• **HOW TO COMPLETE THIS TASK**:
The listing below holds a line with "Target: black pipe" and a later line with "Target: wall-mounted electrical box". Write out those two lines and every line between them, exactly, and nothing else.

• **SOURCE DATA**:
════

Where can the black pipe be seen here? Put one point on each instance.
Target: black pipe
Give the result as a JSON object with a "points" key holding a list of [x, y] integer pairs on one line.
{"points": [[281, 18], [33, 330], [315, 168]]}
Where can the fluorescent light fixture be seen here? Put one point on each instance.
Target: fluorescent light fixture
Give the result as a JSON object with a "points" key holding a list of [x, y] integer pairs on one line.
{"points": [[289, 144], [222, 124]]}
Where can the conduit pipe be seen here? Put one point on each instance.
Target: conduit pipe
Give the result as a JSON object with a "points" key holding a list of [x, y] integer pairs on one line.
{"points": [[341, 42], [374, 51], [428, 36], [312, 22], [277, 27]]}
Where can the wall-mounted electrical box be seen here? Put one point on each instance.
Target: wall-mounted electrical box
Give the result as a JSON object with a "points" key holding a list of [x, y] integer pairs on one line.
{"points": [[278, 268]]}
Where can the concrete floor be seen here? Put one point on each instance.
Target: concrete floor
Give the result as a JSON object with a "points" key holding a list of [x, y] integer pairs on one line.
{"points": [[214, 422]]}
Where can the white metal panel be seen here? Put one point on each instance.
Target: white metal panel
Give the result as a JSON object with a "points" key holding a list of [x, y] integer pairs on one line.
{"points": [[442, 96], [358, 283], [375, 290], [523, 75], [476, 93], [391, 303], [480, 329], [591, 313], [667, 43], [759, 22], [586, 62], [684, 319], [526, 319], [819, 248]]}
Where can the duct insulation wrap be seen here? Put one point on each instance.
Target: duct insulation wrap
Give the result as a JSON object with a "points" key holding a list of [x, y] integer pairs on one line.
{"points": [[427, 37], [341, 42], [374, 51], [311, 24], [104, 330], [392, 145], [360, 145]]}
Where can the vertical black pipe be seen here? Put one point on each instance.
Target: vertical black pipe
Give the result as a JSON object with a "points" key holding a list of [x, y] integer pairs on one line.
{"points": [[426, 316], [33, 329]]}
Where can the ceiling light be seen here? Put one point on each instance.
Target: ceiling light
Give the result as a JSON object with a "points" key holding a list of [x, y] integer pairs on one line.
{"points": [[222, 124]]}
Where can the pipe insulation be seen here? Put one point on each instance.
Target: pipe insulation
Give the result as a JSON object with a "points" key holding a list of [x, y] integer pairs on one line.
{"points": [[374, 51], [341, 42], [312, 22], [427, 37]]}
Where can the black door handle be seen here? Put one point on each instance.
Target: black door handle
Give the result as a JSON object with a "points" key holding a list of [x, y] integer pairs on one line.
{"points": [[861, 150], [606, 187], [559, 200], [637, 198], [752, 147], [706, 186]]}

════

• **ANSWER BELOW**:
Target: black pipe
Give the result as a JSON object with a "points" key holding a list of [x, y] integer pairs on one line.
{"points": [[281, 18], [33, 330], [315, 168]]}
Where can the fluorescent light fixture be seen here? Put one point on each instance.
Target: fluorescent light fixture
Give the result as a JSON object with a "points" key holding a list of [x, y] integer pairs on one line.
{"points": [[289, 144], [222, 124]]}
Where can the conduit pipe be seen here? Put one point on each instance.
Target: conduit pipe
Give the result as a JSON object with a "points" key holding a list of [x, y] integer pairs on one line.
{"points": [[341, 42], [374, 51], [428, 36], [312, 22], [277, 27]]}
Where can the wall-mounted electrical box be seen here? Put one point on each instance.
Target: wall-mounted electrical box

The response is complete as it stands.